*Selected passage*:
______

Either way, there’s a whole lot more detail, including eye witness accounts, right here.

Of course, the formula didn’t prove that God exists at all, although it later proved invaluable in predicting how long one would have to wait for the next bus to the St Petersburg city centre.
Nice work, Leonhard.

So, the first of Fred’s paragraphs proven wholly misguided, yet almost slightly true, we move on to his second.
The bit about the snake.

But before that, at this point that I’d like us all to stop and consider some stuff for just a second. Firstly, put yourself in Fred’s shoes. At some moment in time, Fred actually felt that there was a connection between his 18th century algebraic French monarchy court presentation story and a graph of world population growth over the last 1700 years. Personally, I can’t see it. It’s like me taking an excerpt from a book on the dinosaurs and somehow linking it to the recent downturn in Malaysian rubber production.
But I digress. The important point here is that Fred saw this relationship.
Secondly (and still in Fred’s shoes), Fred sat down and wrote to the Cape Times about it. That is, not only did he feel that the connection was a valid one, he felt it was worth sharing – not just with his friends (although I have no idea if he put it on his Facebook wall) – but with the general population of Cape Town and surrounds.  While he was typing (or writing – who knows?) away, he still thought it was a good idea to sent it through to the letters page. When he addressed the envelope or entered the email address (ctletters@inl.co.za), he remained under the impression that the not only did his observation make complete sense, but that it was so important that 268,000 readers should be informed of it.
And then, once his thoughts arrived at the Cape Times office, at a time when sharks, rugby, racial issues, politics and cellphone masts (What? – Ed.) are at the forefront of all of our minds, Fred’s letter was one of the seven best that was received by the local rag that day.

Yes. Really.

But onto the serpent thing. I had a good luck around on the internet and the best graph I could come up with to illustrate  Fred’s serpent against a wall thing was this one:

Obviously, you can ignore the bit before 311 AD, as Fred didn’t consider that when making his serpentine comparison.
Personally, I felt that it was a bit of a stretch, but then I’m no expert on what exactly a serpent trying to slither up a wall looks like. That’s why I searched for “a serpent trying to slither up a wall” on google images.

______

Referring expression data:
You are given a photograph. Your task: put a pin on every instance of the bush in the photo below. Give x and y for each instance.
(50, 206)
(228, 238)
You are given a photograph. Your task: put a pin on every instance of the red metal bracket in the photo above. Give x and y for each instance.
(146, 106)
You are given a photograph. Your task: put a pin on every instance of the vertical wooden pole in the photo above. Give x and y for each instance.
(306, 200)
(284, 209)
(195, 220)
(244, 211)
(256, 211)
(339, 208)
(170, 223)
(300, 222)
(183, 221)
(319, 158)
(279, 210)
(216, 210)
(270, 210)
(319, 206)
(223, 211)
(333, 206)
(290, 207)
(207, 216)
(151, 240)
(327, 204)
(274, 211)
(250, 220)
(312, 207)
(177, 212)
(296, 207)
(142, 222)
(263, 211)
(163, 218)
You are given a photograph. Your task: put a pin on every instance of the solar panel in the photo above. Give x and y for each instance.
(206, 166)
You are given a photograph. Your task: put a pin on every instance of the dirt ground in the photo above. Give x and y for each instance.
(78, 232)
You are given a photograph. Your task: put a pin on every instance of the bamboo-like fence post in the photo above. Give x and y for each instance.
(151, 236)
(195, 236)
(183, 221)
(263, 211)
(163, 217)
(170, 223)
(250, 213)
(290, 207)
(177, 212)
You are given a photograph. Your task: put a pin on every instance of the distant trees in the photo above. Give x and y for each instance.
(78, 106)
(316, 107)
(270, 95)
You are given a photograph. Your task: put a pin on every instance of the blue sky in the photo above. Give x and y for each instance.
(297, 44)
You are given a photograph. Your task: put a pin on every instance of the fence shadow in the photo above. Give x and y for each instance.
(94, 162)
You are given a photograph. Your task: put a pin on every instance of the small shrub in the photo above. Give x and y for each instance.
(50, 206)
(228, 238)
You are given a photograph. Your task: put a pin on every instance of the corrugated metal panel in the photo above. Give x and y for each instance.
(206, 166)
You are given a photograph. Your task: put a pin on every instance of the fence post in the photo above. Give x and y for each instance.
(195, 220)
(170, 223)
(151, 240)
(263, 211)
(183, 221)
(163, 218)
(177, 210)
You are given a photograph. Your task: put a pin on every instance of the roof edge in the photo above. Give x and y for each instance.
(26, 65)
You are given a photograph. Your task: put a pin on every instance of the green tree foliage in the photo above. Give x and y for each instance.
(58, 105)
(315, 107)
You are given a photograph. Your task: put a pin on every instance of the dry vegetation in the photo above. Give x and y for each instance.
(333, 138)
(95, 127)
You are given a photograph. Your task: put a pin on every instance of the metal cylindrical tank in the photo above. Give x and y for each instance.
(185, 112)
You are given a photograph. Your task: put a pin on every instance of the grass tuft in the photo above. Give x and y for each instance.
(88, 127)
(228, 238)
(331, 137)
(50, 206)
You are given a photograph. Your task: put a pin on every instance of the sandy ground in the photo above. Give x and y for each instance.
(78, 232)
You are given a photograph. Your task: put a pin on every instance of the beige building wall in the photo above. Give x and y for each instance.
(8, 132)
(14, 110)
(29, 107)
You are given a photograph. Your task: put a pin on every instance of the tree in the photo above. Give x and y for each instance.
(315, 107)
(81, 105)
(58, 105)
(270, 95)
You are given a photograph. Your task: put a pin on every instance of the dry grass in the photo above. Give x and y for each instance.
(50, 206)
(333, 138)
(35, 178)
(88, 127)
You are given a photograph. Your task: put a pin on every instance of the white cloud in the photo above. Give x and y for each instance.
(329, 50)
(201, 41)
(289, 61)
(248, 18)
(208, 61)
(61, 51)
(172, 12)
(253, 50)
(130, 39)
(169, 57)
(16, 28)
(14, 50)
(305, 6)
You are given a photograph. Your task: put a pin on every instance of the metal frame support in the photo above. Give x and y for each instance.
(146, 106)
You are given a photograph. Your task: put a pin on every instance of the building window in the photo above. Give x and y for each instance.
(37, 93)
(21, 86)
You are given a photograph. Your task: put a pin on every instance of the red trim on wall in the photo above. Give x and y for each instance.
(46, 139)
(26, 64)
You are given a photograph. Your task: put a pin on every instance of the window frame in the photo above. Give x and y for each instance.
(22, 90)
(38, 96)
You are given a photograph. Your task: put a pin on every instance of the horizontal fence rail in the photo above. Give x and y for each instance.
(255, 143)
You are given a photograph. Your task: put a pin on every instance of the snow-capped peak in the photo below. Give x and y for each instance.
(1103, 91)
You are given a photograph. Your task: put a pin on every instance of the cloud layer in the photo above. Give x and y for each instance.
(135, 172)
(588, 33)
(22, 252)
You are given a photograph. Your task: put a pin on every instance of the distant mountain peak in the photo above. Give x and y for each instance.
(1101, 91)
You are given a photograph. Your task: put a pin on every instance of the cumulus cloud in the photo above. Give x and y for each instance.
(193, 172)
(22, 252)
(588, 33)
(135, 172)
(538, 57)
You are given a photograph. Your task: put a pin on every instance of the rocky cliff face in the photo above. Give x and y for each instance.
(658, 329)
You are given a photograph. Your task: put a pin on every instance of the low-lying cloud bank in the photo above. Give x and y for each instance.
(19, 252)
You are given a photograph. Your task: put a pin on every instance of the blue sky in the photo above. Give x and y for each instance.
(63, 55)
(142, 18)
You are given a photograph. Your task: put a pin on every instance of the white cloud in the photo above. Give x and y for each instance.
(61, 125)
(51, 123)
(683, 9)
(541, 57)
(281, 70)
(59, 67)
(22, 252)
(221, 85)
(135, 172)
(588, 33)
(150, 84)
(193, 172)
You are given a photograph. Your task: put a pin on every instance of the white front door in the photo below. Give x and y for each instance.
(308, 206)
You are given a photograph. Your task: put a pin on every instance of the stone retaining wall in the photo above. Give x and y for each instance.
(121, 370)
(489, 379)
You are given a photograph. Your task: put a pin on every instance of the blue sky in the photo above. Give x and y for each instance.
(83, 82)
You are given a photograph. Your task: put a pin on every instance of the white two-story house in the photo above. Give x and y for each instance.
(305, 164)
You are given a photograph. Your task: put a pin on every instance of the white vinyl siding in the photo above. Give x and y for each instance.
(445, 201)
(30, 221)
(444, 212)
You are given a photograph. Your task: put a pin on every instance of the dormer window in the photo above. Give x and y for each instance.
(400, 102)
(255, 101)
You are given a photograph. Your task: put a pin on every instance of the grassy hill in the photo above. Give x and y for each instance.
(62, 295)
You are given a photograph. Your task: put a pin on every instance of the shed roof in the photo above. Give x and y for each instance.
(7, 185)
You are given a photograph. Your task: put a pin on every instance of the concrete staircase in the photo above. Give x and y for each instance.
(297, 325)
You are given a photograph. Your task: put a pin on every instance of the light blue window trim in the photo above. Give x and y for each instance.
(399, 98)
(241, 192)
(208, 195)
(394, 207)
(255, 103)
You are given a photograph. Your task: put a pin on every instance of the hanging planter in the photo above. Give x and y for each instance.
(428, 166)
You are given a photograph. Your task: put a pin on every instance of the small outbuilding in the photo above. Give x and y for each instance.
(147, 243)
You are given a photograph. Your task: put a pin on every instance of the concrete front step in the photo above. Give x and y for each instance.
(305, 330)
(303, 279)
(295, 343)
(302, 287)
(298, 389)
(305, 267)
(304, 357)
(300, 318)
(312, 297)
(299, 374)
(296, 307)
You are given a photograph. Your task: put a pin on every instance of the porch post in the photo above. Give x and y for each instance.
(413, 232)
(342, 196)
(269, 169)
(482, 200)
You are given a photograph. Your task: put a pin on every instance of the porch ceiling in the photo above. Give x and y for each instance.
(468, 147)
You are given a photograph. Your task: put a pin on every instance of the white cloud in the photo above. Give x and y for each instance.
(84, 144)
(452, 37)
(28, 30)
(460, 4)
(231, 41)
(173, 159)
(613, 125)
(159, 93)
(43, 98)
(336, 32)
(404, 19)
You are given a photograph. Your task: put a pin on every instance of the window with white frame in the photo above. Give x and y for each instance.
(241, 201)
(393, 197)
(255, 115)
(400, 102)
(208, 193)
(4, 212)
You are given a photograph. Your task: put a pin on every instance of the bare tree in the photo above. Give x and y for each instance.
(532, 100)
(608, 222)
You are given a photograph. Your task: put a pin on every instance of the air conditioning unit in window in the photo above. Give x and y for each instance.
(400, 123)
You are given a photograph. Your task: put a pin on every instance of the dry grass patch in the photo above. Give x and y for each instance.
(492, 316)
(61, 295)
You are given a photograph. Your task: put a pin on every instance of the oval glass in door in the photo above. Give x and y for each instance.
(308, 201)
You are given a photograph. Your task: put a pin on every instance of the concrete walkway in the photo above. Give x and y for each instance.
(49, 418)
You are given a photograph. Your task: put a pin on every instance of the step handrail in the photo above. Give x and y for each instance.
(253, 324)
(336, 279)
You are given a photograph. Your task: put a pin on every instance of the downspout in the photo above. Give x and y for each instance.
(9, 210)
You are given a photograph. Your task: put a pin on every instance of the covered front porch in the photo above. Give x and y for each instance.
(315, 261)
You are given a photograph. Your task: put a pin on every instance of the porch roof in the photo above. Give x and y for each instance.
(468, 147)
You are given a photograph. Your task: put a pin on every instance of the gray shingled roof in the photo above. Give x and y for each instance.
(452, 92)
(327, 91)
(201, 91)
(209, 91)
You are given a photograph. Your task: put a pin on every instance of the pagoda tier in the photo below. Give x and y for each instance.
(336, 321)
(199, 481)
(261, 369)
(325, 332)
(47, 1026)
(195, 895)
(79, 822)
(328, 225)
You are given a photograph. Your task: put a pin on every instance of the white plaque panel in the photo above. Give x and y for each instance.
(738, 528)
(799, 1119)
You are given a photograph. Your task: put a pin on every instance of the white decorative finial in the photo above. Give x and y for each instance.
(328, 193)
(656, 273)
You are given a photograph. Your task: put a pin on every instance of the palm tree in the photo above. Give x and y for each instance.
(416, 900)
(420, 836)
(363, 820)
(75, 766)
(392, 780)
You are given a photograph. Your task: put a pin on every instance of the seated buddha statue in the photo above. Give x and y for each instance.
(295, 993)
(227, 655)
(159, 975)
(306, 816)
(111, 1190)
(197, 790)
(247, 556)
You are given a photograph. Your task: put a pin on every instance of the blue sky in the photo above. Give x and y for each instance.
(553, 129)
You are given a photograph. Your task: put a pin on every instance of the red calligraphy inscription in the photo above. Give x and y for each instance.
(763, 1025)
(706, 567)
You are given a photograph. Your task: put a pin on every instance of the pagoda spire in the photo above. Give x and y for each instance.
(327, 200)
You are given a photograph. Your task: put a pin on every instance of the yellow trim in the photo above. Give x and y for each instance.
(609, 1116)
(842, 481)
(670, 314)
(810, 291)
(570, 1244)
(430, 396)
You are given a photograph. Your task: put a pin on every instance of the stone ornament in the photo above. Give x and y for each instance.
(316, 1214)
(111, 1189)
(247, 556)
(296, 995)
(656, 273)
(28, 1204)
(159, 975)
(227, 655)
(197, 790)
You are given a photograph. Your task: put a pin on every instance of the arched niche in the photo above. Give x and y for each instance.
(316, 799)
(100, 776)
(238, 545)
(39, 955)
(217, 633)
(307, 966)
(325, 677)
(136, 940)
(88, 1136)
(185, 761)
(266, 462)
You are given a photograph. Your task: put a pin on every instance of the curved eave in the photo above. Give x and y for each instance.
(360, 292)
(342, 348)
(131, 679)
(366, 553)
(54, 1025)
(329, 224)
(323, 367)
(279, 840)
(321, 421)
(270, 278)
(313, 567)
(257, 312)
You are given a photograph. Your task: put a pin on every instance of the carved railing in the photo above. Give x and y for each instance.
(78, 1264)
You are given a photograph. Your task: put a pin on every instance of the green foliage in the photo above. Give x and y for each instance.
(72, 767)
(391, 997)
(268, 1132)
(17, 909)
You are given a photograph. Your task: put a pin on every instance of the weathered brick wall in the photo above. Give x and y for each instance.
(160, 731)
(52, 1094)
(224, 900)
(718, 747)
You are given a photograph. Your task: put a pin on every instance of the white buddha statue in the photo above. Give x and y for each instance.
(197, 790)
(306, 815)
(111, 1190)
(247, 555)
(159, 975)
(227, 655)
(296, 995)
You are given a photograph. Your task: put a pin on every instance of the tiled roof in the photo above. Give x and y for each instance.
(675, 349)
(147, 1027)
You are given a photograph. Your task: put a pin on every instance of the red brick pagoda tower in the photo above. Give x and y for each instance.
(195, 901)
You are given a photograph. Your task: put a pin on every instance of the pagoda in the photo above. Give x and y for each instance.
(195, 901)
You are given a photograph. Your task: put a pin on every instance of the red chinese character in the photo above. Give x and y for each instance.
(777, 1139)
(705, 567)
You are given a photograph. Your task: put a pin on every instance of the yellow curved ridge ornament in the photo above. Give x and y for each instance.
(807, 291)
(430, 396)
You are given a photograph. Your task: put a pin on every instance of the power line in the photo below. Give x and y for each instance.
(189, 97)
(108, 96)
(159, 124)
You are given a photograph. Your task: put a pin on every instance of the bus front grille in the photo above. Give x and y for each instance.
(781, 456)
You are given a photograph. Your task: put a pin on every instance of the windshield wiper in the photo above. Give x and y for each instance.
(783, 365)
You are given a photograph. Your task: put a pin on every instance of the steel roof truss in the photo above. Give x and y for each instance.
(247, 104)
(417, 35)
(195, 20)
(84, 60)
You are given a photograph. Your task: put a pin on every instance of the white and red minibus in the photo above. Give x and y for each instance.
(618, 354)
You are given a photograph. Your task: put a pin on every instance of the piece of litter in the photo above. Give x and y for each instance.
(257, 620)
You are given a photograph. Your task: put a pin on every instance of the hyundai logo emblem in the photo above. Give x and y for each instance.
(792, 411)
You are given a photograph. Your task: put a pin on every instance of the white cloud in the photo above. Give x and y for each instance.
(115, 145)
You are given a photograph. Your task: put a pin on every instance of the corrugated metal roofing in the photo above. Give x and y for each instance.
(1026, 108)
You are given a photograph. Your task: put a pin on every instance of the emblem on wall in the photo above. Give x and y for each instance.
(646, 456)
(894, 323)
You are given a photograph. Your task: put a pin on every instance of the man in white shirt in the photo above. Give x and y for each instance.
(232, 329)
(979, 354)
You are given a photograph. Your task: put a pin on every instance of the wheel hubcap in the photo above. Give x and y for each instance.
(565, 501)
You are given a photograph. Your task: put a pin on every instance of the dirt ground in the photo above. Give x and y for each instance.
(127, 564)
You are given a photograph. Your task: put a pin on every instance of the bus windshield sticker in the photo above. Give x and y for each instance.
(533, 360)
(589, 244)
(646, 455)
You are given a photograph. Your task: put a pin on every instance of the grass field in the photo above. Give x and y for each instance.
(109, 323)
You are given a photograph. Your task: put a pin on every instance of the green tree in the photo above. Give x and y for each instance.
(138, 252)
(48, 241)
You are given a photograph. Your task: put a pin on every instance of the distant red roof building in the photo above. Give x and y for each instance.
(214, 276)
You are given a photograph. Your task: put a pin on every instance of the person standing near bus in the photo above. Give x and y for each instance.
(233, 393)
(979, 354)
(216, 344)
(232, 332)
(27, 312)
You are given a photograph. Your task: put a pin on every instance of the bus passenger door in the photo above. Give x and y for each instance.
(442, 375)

______

*Required action 1*:
Reproduce everything in the blog post about Fred's letter from "But before that, at" down to "Malaysian rubber production.".
*Required action 2*:
Answer these questions about the blog post on Fred's letter:
(a) To how many readers did Fred believe his observation should be made known?
(b) Before which year does the author say the graph can be ignored?
(c) What email address does the post give for the Cape Times letters page?
*Required action 3*:
Write the next part of the blog post about Fred's letter, continuing from its last sentence.
The records are separate material and have no connection to the blog post.

*Task result 1*:
But before that, at this point that I’d like us all to stop and consider some stuff for just a second. Firstly, put yourself in Fred’s shoes. At some moment in time, Fred actually felt that there was a connection between his 18th century algebraic French monarchy court presentation story and a graph of world population growth over the last 1700 years. Personally, I can’t see it. It’s like me taking an excerpt from a book on the dinosaurs and somehow linking it to the recent downturn in Malaysian rubber production.

*Task result 2*:
(a) 268,000
(b) 311 AD
(c) ctletters@inl.co.za

*Task result 3*:
This was the best that I could find:

Which seems to suggest that human population exploded upwards, remained almost static while traveling back and then forward again in time, before increasing almost exponentially, peaking and then dropping off to the current number. That aside, we shouldn’t overlook that fact that

…it’s gripping onto that brickwork because Satan is thriving on human lust.

A few points, if I may be so bold:

Firstly, algebra cannot prove the existence of God. Theologians might have their own reasons for why this may be, but mine is probably more simple: that he doesn’t exist and that it’s awfully difficult to prove the existence of something that doesn’t exist – algebraically or otherwise.
Secondly, unless I’m missing some big chunk of causality here, an alleged incident in a “Parisian” court chamber 200+ years ago doesn’t have any bearing on the fact that “Satan is alive and thriving on human lust”.
Thirdly, I do still quite like the idea of an algebraic duel:

Sir, you have insulted me and I demand satisfaction. Meet me at 6 o’clock tomorrow morning and bring a blackboard.
No calculators.

Fourthly, what does Fred want us to do? Not breed? Adam and Eve bred. Mary and Joseph bred (sort of). Hey, Mr and Mrs Schoeman (Snr) bred. Are these also examples of human lust upon which Satan is thriving?
Fifthly, any line graph looks a bit like a snake on a wall.
Any block graph resembles the Manhattan Skyline.
Any pie chart has the appearance of… well… a pie. Deal with it.
Sixthly, get your historical facts right if you wish to make a good impression on those reading, but remember that…
Seventhly, just because you think something, doesn’t mean it’s a good idea to write it down and send it to the Cape Times.
Lastly, just because you think something, doesn’t mean it’s a good idea to write 1300 words on it on your blog.